* _Instruction_:
Please reproduce the RTI first appeal guide below in full, word for word.

--- start of Passage provided ---

File First Appeal under Section 19(1) RTI Act 2026 — RTI Wiki citizen guide

⚠️ DPDP Rules, 2025 (14 Nov 2025) amended Section 8(1)(j) of the RTI Act — public-interest override now under Section 8(2). Read the note →

· 2026/04/19 05:02

Quick answer. If the Public Information Officer (PIO) doesn't respond to your RTI within 30 days (deemed refusal under §7(2)), or responds with incomplete / wrong / unjustifiably refused information, file a First Appeal under §19(1) of the RTI Act, 2005 to the First Appellate Authority (FAA) — an officer senior in rank to the PIO within the same Public Authority. Deadline: 30 days from receipt of PIO's response (or 30 days from when the response was due, if there was no response). The FAA must dispose of the appeal within 30 days (extendable to 45 days under §19(6) for sufficient cause). No fee. No advocate needed.

Vikas's story — "Tehsildar's silence was actually paperwork on a babu's desk"

Vikas Inamdar, 37, IT consultant from Aundh, Pune. Bought a 2-BHK flat in Wakad in October 2024. Property mutation (the entry of his name in the 7/12 / property register at the Tehsildar's office) was applied for on 14 November 2024. Six months later — May 2025 — the mutation still hadn't happened. Stamp duty paid, registration done, possession taken. But on paper, the previous owner's name was still on the records.

--- end of Passage provided ---
--- start of Extracted entries ---

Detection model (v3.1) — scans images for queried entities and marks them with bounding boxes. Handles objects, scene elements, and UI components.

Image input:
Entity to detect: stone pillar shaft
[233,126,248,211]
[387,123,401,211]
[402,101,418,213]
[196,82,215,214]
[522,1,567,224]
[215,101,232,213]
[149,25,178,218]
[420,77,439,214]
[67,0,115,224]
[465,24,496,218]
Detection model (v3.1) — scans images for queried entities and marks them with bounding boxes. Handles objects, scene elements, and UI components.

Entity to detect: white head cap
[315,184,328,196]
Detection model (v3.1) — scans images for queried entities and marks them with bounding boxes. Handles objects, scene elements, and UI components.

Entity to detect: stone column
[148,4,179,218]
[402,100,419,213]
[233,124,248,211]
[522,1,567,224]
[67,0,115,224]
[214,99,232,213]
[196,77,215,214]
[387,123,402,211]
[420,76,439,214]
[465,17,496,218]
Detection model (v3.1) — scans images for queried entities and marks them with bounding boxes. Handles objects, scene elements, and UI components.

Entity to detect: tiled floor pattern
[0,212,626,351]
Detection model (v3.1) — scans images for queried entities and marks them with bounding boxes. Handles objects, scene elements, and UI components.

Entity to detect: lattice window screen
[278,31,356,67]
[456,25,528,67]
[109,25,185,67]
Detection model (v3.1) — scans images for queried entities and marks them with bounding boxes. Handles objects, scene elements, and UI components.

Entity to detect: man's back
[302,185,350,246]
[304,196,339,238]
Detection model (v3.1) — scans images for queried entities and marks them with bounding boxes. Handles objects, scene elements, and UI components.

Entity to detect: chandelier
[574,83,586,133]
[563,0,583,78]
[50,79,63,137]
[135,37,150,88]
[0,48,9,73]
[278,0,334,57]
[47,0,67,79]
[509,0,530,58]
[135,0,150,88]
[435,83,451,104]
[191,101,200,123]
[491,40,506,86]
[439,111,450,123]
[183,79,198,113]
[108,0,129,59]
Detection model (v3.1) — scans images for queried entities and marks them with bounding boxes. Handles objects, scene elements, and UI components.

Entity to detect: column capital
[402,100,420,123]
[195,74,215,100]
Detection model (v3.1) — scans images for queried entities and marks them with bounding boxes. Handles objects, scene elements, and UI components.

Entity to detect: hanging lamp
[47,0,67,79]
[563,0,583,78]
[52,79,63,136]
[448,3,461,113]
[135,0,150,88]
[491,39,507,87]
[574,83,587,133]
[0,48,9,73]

--- end of Extracted entries ---

* _Complete answer_:
File First Appeal under Section 19(1) RTI Act 2026 — RTI Wiki citizen guide

⚠️ DPDP Rules, 2025 (14 Nov 2025) amended Section 8(1)(j) of the RTI Act — public-interest override now under Section 8(2). Read the note →

· 2026/04/19 05:02

Quick answer. If the Public Information Officer (PIO) doesn't respond to your RTI within 30 days (deemed refusal under §7(2)), or responds with incomplete / wrong / unjustifiably refused information, file a First Appeal under §19(1) of the RTI Act, 2005 to the First Appellate Authority (FAA) — an officer senior in rank to the PIO within the same Public Authority. Deadline: 30 days from receipt of PIO's response (or 30 days from when the response was due, if there was no response). The FAA must dispose of the appeal within 30 days (extendable to 45 days under §19(6) for sufficient cause). No fee. No advocate needed.

Vikas's story — "Tehsildar's silence was actually paperwork on a babu's desk"

Vikas Inamdar, 37, IT consultant from Aundh, Pune. Bought a 2-BHK flat in Wakad in October 2024. Property mutation (the entry of his name in the 7/12 / property register at the Tehsildar's office) was applied for on 14 November 2024. Six months later — May 2025 — the mutation still hadn't happened. Stamp duty paid, registration done, possession taken. But on paper, the previous owner's name was still on the records.